**EXERCISE**. Skip all lines in the entries below that come before the one containing "412L201 416L200 443L206". Repeat that line and the rest exactly.
=== RECORDS TO USE ===
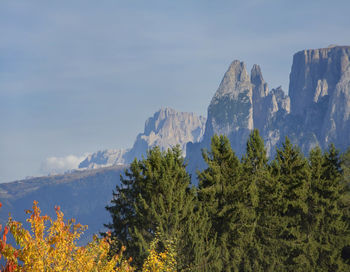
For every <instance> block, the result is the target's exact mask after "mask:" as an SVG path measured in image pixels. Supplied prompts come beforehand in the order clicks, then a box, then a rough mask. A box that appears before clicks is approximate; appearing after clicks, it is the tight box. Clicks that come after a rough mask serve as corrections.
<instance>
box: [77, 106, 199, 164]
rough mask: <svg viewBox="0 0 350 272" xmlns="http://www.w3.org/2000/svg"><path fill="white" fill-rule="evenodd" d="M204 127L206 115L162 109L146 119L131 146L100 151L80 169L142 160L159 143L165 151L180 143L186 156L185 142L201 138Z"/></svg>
mask: <svg viewBox="0 0 350 272" xmlns="http://www.w3.org/2000/svg"><path fill="white" fill-rule="evenodd" d="M204 126H205V118H204V117H202V116H196V115H195V114H194V113H188V112H178V111H176V110H174V109H172V108H168V107H166V108H162V109H160V110H159V111H157V112H156V113H155V114H154V115H153V116H152V117H150V118H148V119H147V120H146V123H145V128H144V132H143V133H140V134H139V135H137V137H136V140H135V143H134V145H133V147H132V148H130V149H126V150H118V149H110V150H104V151H98V152H96V153H93V154H91V155H89V156H88V157H87V158H86V159H85V160H84V161H82V162H81V163H80V165H79V168H88V169H95V168H99V167H105V166H111V165H122V164H128V163H131V162H132V161H133V160H134V159H135V158H138V159H141V157H142V156H145V155H146V153H147V150H148V149H150V148H152V147H154V146H156V145H157V146H159V147H160V148H161V149H162V150H166V149H168V148H170V147H172V146H175V145H177V144H178V145H180V147H181V149H182V151H183V154H184V155H186V144H187V143H188V142H198V141H200V140H201V138H202V136H203V134H204Z"/></svg>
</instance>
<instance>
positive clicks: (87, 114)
mask: <svg viewBox="0 0 350 272" xmlns="http://www.w3.org/2000/svg"><path fill="white" fill-rule="evenodd" d="M349 10H350V1H345V0H344V1H336V0H335V1H322V0H318V1H316V0H315V1H284V0H280V1H277V0H275V1H274V0H265V1H263V0H252V1H249V0H248V1H220V0H218V1H212V0H211V1H209V0H208V1H207V0H201V1H191V0H183V1H181V0H178V1H167V0H159V1H154V0H147V1H115V0H113V1H112V0H109V1H108V0H106V1H88V0H75V1H68V0H61V1H47V0H45V1H39V0H38V1H36V0H33V1H27V0H22V1H20V0H18V1H17V0H16V1H0V182H6V181H12V180H15V179H19V178H24V177H26V176H34V175H41V174H44V173H45V167H46V166H47V164H48V158H50V160H51V162H53V163H57V164H59V163H63V164H64V163H65V161H64V160H65V158H68V157H67V156H69V155H72V156H70V157H69V158H70V159H71V160H72V163H73V161H74V158H76V159H77V157H81V156H83V154H84V153H86V152H94V151H97V150H100V149H106V148H126V147H130V146H132V144H133V141H134V139H135V138H136V135H137V133H139V132H142V130H143V126H144V122H145V120H146V119H147V118H148V117H150V116H152V115H153V113H154V112H155V111H157V110H158V109H159V108H160V107H162V106H170V107H173V108H175V109H177V110H179V111H191V112H195V113H198V114H202V115H206V110H207V106H208V104H209V102H210V99H211V97H212V96H213V94H214V93H215V91H216V88H217V87H218V85H219V83H220V80H221V78H222V76H223V74H224V72H225V71H226V69H227V67H228V65H229V64H230V63H231V61H233V60H234V59H239V60H242V61H244V62H245V63H246V64H247V67H248V69H249V70H250V68H251V66H252V65H253V64H254V63H257V64H259V65H260V66H261V68H262V72H263V75H264V78H265V80H266V81H267V82H268V83H269V87H270V89H271V88H273V87H277V86H279V85H282V87H283V89H284V90H285V91H286V92H287V91H288V79H289V72H290V68H291V63H292V56H293V54H294V53H295V52H297V51H299V50H303V49H306V48H320V47H327V46H328V45H330V44H340V45H350V18H349ZM74 156H76V157H74ZM60 160H63V162H62V161H60Z"/></svg>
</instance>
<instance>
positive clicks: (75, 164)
mask: <svg viewBox="0 0 350 272" xmlns="http://www.w3.org/2000/svg"><path fill="white" fill-rule="evenodd" d="M87 156H88V154H84V155H82V156H75V155H68V156H65V157H48V158H47V159H46V160H45V161H44V162H42V163H41V167H40V172H41V173H42V174H45V175H50V174H62V173H64V172H66V171H68V170H73V169H77V168H78V166H79V164H80V162H82V161H83V160H84V159H85V158H86V157H87Z"/></svg>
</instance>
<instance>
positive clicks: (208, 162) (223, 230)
mask: <svg viewBox="0 0 350 272" xmlns="http://www.w3.org/2000/svg"><path fill="white" fill-rule="evenodd" d="M203 158H204V161H205V162H206V163H207V165H208V167H207V168H206V169H205V170H204V171H202V172H199V173H198V179H199V191H198V197H199V200H200V201H201V202H202V203H203V207H204V209H206V211H207V213H208V215H209V218H210V221H211V224H212V229H211V232H210V236H211V237H212V238H213V239H215V240H216V244H215V247H216V251H217V253H218V255H219V256H218V258H217V260H216V261H214V262H213V263H212V264H210V267H209V271H237V268H238V265H239V260H240V259H241V256H242V255H243V252H242V251H241V247H240V245H239V244H237V241H238V239H237V236H238V235H239V233H238V231H237V228H236V226H237V222H238V221H239V220H240V219H239V217H238V216H239V215H238V213H237V210H238V209H239V208H240V207H239V205H240V204H239V202H238V198H239V195H238V194H237V186H238V180H239V177H240V174H241V166H240V162H239V160H238V158H237V157H236V155H235V153H234V152H233V150H232V148H231V145H230V142H229V140H228V138H227V137H226V136H223V135H220V136H217V135H214V136H213V137H212V140H211V150H210V151H206V150H204V151H203Z"/></svg>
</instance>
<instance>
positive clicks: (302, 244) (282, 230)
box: [272, 137, 312, 271]
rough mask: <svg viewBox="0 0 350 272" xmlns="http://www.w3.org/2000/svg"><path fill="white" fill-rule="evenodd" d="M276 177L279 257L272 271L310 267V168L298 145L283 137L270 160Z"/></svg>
mask: <svg viewBox="0 0 350 272" xmlns="http://www.w3.org/2000/svg"><path fill="white" fill-rule="evenodd" d="M272 165H273V167H274V170H273V171H274V174H275V178H276V181H277V188H278V201H277V202H276V209H277V212H278V216H279V224H278V226H277V228H278V233H277V237H276V239H277V240H278V244H279V246H278V248H277V250H278V253H279V256H278V257H279V261H278V262H276V268H275V269H276V271H312V270H311V269H312V268H311V264H310V262H309V260H308V257H307V256H308V254H307V248H306V246H305V240H306V238H307V219H308V206H307V201H306V200H307V197H308V187H309V180H310V177H309V176H310V172H309V168H308V163H307V160H306V159H305V158H304V156H303V155H302V153H301V152H300V150H299V148H298V147H296V146H293V145H292V143H291V142H290V140H289V139H288V138H287V137H286V140H285V142H284V143H283V145H282V148H281V149H277V153H276V158H275V162H274V163H272Z"/></svg>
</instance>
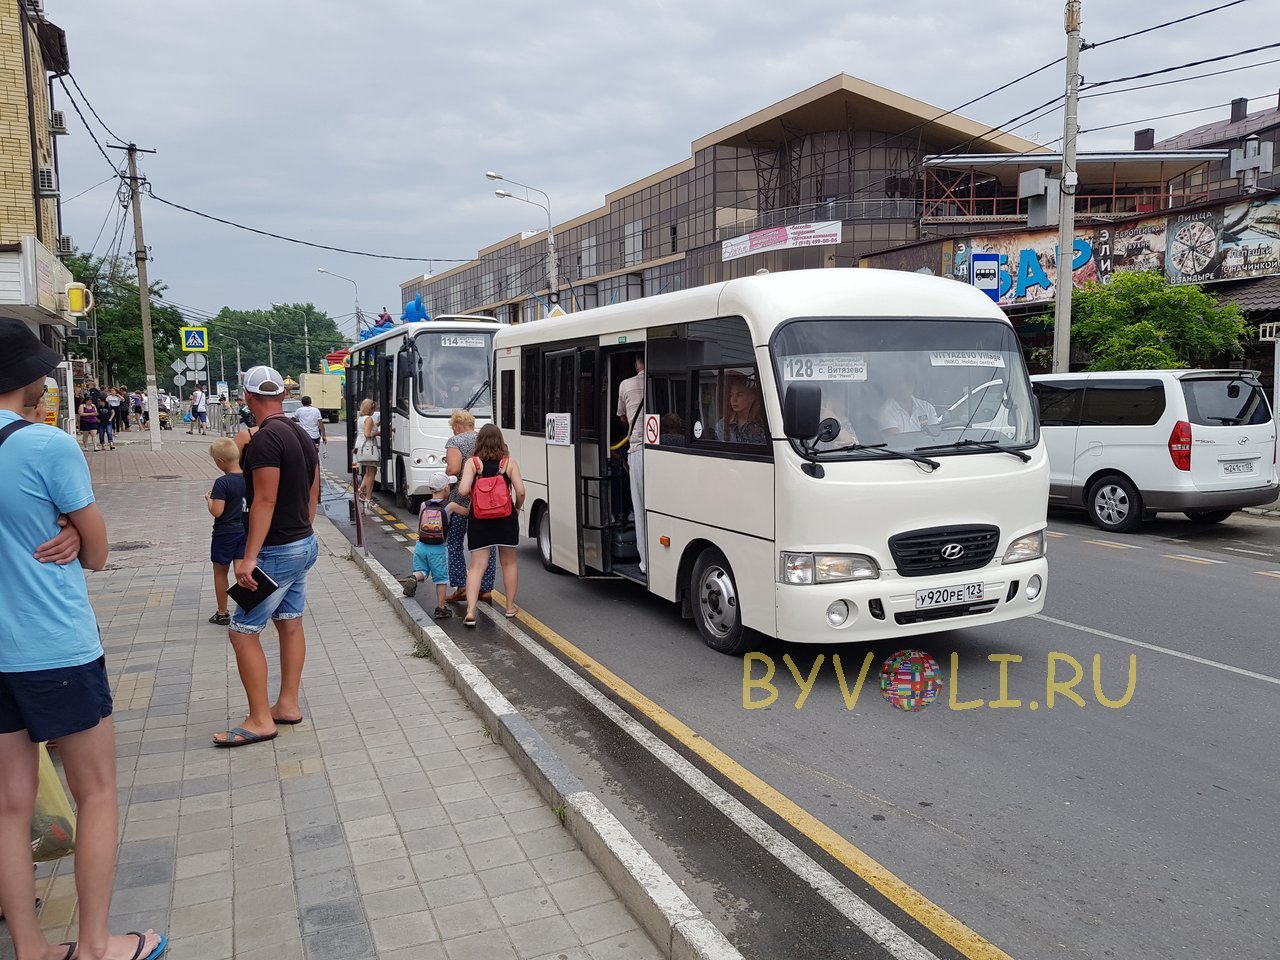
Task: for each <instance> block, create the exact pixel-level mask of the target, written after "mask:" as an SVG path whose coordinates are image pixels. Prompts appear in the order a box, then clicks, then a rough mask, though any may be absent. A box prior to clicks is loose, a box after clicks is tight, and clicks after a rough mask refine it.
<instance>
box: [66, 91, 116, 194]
mask: <svg viewBox="0 0 1280 960" xmlns="http://www.w3.org/2000/svg"><path fill="white" fill-rule="evenodd" d="M68 76H70V74H68ZM58 82H59V83H60V84H61V87H63V92H64V93H67V100H68V101H69V102H70V105H72V106H73V108H74V109H76V115H77V116H79V118H81V123H82V124H84V129H86V131H87V132H88V136H90V140H92V141H93V146H95V147H97V152H100V154H101V155H102V159H104V160H106V165H108V166H110V168H111V172H113V173H114V174H115V175H116V177H119V178H120V179H124V177H123V175H122V174H120V170H119V169H118V168H116V165H115V164H114V163H113V161H111V157H109V156H108V155H106V151H105V150H104V148H102V145H101V143H100V142H99V140H97V134H96V133H93V128H92V127H90V125H88V120H86V119H84V114H83V113H82V111H81V109H79V104H77V102H76V97H73V96H72V92H70V90H69V88H68V87H67V81H64V79H63V78H61V77H59V78H58ZM84 102H86V104H87V102H88V101H87V100H86V101H84Z"/></svg>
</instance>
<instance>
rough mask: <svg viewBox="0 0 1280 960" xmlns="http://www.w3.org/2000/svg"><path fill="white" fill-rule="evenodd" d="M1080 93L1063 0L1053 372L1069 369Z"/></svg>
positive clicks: (1079, 126) (1069, 362)
mask: <svg viewBox="0 0 1280 960" xmlns="http://www.w3.org/2000/svg"><path fill="white" fill-rule="evenodd" d="M1079 95H1080V0H1066V102H1065V106H1064V110H1062V180H1061V187H1060V189H1061V192H1062V196H1061V202H1060V204H1059V221H1057V278H1056V280H1055V283H1056V284H1057V288H1056V291H1055V301H1056V302H1055V310H1053V372H1055V374H1065V372H1069V371H1070V369H1071V283H1073V271H1071V264H1073V262H1074V261H1075V188H1076V184H1078V182H1079V178H1078V175H1076V173H1075V140H1076V137H1078V136H1079V132H1080V124H1079V120H1078V116H1076V109H1078V105H1079Z"/></svg>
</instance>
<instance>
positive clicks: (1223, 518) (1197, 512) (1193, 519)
mask: <svg viewBox="0 0 1280 960" xmlns="http://www.w3.org/2000/svg"><path fill="white" fill-rule="evenodd" d="M1233 513H1235V511H1234V509H1189V511H1187V515H1185V516H1187V518H1188V520H1194V521H1196V522H1197V524H1221V522H1222V521H1224V520H1226V518H1228V517H1229V516H1231V515H1233Z"/></svg>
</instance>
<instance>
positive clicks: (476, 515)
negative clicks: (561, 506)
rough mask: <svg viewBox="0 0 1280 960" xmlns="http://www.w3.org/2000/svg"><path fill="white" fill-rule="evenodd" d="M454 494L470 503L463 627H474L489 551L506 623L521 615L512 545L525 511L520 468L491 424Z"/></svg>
mask: <svg viewBox="0 0 1280 960" xmlns="http://www.w3.org/2000/svg"><path fill="white" fill-rule="evenodd" d="M458 494H460V495H461V497H471V516H470V517H468V518H467V548H468V549H470V550H471V568H470V570H468V571H467V614H466V617H465V618H463V621H462V623H463V626H468V627H474V626H475V625H476V603H477V602H479V600H480V580H481V579H483V577H484V568H485V566H488V563H489V557H490V556H492V553H493V549H494V548H497V549H498V564H499V566H500V567H502V588H503V590H506V591H507V620H512V618H513V617H515V616H516V614H517V613H518V612H520V608H518V607H516V586H517V582H516V545H517V544H518V543H520V518H518V516H517V515H518V513H520V509H521V508H522V507H524V506H525V483H524V481H522V480H521V479H520V465H518V463H516V461H515V460H513V458H512V457H511V456H509V454H508V452H507V444H506V442H504V440H503V439H502V430H499V429H498V428H497V426H494V425H493V424H485V425H484V426H483V428H480V436H479V438H477V439H476V453H475V456H474V457H471V458H470V460H468V461H467V462H466V466H465V467H463V468H462V481H461V483H460V484H458Z"/></svg>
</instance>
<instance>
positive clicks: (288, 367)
mask: <svg viewBox="0 0 1280 960" xmlns="http://www.w3.org/2000/svg"><path fill="white" fill-rule="evenodd" d="M201 323H204V324H205V325H207V326H209V351H210V353H209V358H210V361H211V362H212V361H214V358H215V357H216V356H218V353H219V351H220V349H221V351H225V360H227V379H228V380H232V381H234V374H233V370H234V369H236V364H234V357H236V340H239V346H241V364H242V365H243V367H244V369H246V370H248V369H250V367H251V366H253V365H256V364H266V362H268V361H269V360H270V357H271V355H273V353H274V355H275V369H276V370H279V371H280V372H282V374H284V375H285V376H292V378H294V379H297V378H298V374H301V372H302V371H303V370H306V369H307V364H306V338H307V337H310V342H311V370H312V371H317V370H319V369H320V367H319V364H320V361H321V360H324V355H325V353H330V352H332V351H334V349H338V348H339V347H342V346H344V344H346V343H347V340H346V338H344V337H343V335H342V333H340V332H339V330H338V325H337V324H335V323H334V321H333V320H332V319H330V317H329V315H328V314H325V312H324V311H320V310H316V308H315V306H314V305H311V303H282V305H280V306H273V307H271V308H270V310H232V308H230V307H223V308H221V310H219V311H218V316H215V317H212V319H211V320H207V321H201ZM268 330H270V337H268ZM212 365H214V367H215V369H216V367H218V364H212Z"/></svg>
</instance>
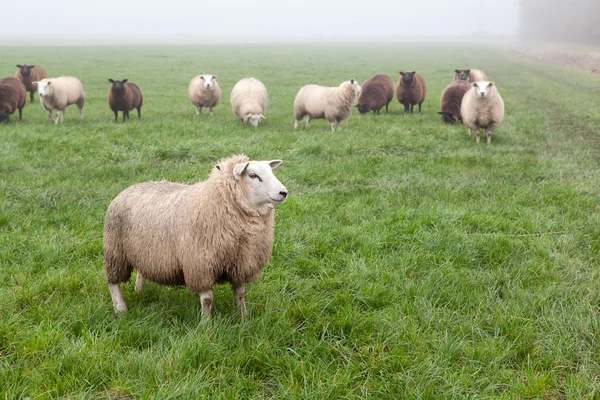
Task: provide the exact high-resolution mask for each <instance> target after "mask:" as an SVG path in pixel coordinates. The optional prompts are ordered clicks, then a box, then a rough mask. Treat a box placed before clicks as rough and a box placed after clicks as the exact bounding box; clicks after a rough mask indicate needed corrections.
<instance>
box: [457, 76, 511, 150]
mask: <svg viewBox="0 0 600 400" xmlns="http://www.w3.org/2000/svg"><path fill="white" fill-rule="evenodd" d="M460 113H461V115H462V119H463V122H464V123H465V125H467V126H468V127H469V136H471V131H473V130H474V131H476V132H477V143H479V130H480V129H485V136H486V137H487V144H488V146H489V145H490V143H491V141H492V131H493V130H494V129H496V128H497V127H498V125H500V124H501V123H502V120H503V119H504V101H503V100H502V97H500V94H499V93H498V90H497V89H496V85H494V83H493V82H488V81H480V82H475V83H473V88H472V89H471V90H469V91H468V92H467V93H465V95H464V97H463V99H462V103H461V106H460Z"/></svg>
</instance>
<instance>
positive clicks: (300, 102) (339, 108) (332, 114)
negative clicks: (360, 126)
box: [294, 79, 361, 132]
mask: <svg viewBox="0 0 600 400" xmlns="http://www.w3.org/2000/svg"><path fill="white" fill-rule="evenodd" d="M360 91H361V88H360V85H359V84H358V82H357V81H356V80H355V79H350V80H349V81H345V82H342V83H341V84H340V85H339V86H337V87H325V86H319V85H306V86H304V87H303V88H302V89H300V90H299V91H298V94H297V95H296V99H295V100H294V118H296V121H295V122H294V129H297V128H298V123H299V122H300V120H302V118H304V116H305V115H308V117H307V118H306V129H308V128H310V121H311V120H312V119H326V120H327V121H328V122H329V124H330V125H331V131H332V132H334V131H335V127H336V122H337V127H338V129H341V127H342V122H343V121H344V120H345V119H347V118H348V117H349V116H350V113H351V112H352V106H353V105H354V101H355V100H356V95H357V94H358V93H360Z"/></svg>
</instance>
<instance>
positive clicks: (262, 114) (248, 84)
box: [230, 78, 269, 126]
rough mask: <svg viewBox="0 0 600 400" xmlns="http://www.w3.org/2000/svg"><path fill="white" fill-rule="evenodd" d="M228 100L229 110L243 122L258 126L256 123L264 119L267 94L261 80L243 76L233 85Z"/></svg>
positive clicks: (267, 95)
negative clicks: (236, 115) (238, 81)
mask: <svg viewBox="0 0 600 400" xmlns="http://www.w3.org/2000/svg"><path fill="white" fill-rule="evenodd" d="M230 101H231V110H232V111H233V113H234V114H235V115H237V116H238V118H239V119H240V121H241V122H242V123H243V124H250V125H252V126H258V123H259V122H260V121H261V120H262V119H265V115H264V114H265V110H266V109H267V104H269V95H268V94H267V88H266V87H265V85H263V83H262V82H261V81H259V80H258V79H255V78H244V79H242V80H240V81H239V82H238V83H236V84H235V86H234V87H233V90H232V91H231V97H230Z"/></svg>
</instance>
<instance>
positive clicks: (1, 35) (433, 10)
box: [0, 0, 518, 43]
mask: <svg viewBox="0 0 600 400" xmlns="http://www.w3.org/2000/svg"><path fill="white" fill-rule="evenodd" d="M517 1H518V0H411V1H406V0H396V1H389V0H384V1H381V0H372V1H368V0H360V1H357V0H262V1H260V0H259V1H255V2H252V1H243V0H215V1H211V2H208V1H198V0H195V1H189V0H184V1H164V0H161V1H153V0H146V1H141V0H120V1H116V0H106V1H94V2H82V1H80V0H77V1H75V0H56V1H51V2H48V1H40V0H27V1H17V0H7V1H6V2H4V4H3V6H2V14H3V17H2V23H1V24H0V38H2V39H3V40H4V41H7V40H8V41H11V42H15V41H19V40H25V39H27V40H29V41H31V40H32V39H33V40H35V39H36V38H39V39H40V41H41V42H45V41H48V40H49V39H51V38H52V39H54V38H63V39H71V40H73V41H81V40H85V39H87V38H96V39H102V38H115V37H120V39H121V40H122V41H123V42H125V43H135V42H138V41H144V42H146V41H152V40H157V41H164V40H167V39H173V38H181V39H182V40H183V41H185V42H196V43H203V42H212V41H232V42H247V41H299V40H319V41H327V40H344V39H346V40H348V39H354V38H360V39H362V40H365V41H377V40H382V41H385V40H390V39H399V38H407V37H411V38H412V37H417V38H419V37H423V38H426V37H439V36H448V35H450V36H461V35H468V34H473V33H476V34H478V35H479V34H480V33H482V32H484V33H488V34H491V35H502V36H505V35H509V36H510V35H514V34H515V33H516V30H517V13H518V7H517Z"/></svg>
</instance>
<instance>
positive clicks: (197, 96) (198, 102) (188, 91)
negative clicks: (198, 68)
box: [188, 75, 221, 108]
mask: <svg viewBox="0 0 600 400" xmlns="http://www.w3.org/2000/svg"><path fill="white" fill-rule="evenodd" d="M202 76H203V75H198V76H196V77H195V78H193V79H192V81H191V82H190V85H189V86H188V97H189V98H190V101H191V102H192V104H193V105H195V106H196V107H208V108H212V107H216V106H217V104H219V100H221V87H220V86H219V83H218V82H217V80H216V79H213V82H214V84H215V86H214V87H213V88H212V89H207V88H205V87H204V86H203V82H204V81H203V80H202Z"/></svg>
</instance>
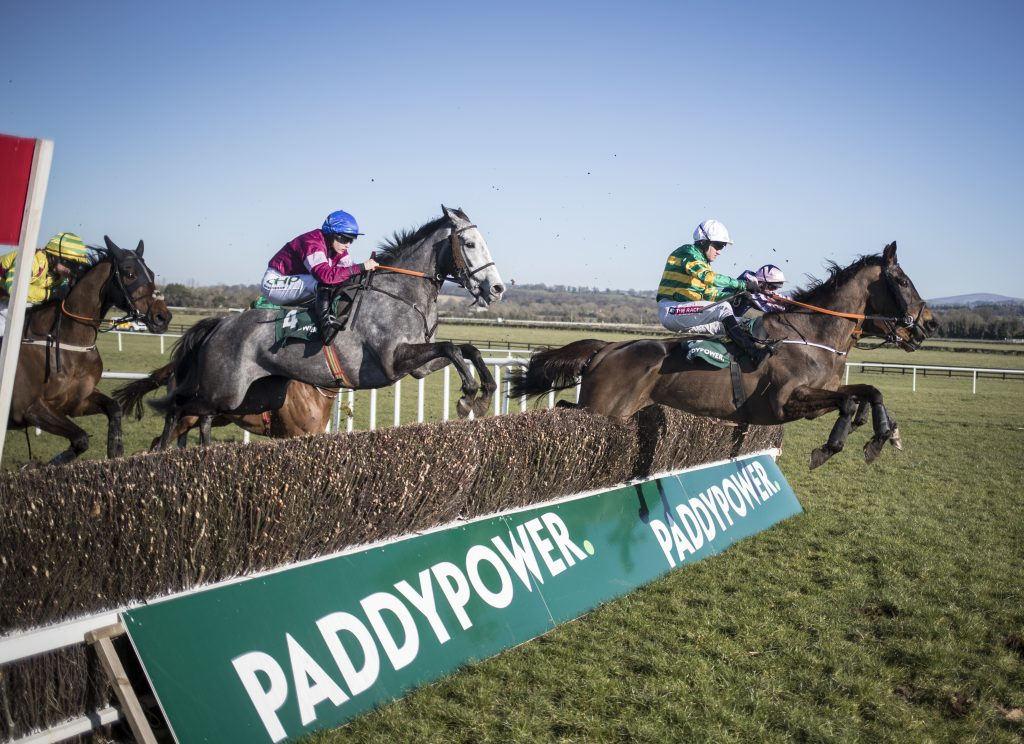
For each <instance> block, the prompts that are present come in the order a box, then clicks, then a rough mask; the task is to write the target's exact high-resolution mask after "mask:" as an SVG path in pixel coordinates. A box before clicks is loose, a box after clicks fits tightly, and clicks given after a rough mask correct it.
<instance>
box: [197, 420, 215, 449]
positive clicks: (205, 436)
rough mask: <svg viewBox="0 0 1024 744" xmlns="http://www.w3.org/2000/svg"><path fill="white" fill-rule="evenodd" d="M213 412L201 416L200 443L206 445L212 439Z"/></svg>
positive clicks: (203, 445)
mask: <svg viewBox="0 0 1024 744" xmlns="http://www.w3.org/2000/svg"><path fill="white" fill-rule="evenodd" d="M212 429H213V414H212V413H207V414H205V415H201V417H200V418H199V443H200V444H201V445H203V446H204V447H205V446H207V445H209V444H210V442H211V441H212V436H211V430H212Z"/></svg>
===
**RESULT**.
rough mask: <svg viewBox="0 0 1024 744" xmlns="http://www.w3.org/2000/svg"><path fill="white" fill-rule="evenodd" d="M213 412L201 416L200 443L206 445L212 439Z"/></svg>
positive clicks: (203, 445)
mask: <svg viewBox="0 0 1024 744" xmlns="http://www.w3.org/2000/svg"><path fill="white" fill-rule="evenodd" d="M212 429H213V414H212V413H207V414H205V415H201V417H200V418H199V443H200V444H201V445H203V446H204V447H205V446H207V445H209V444H210V442H211V441H212V436H211V430H212Z"/></svg>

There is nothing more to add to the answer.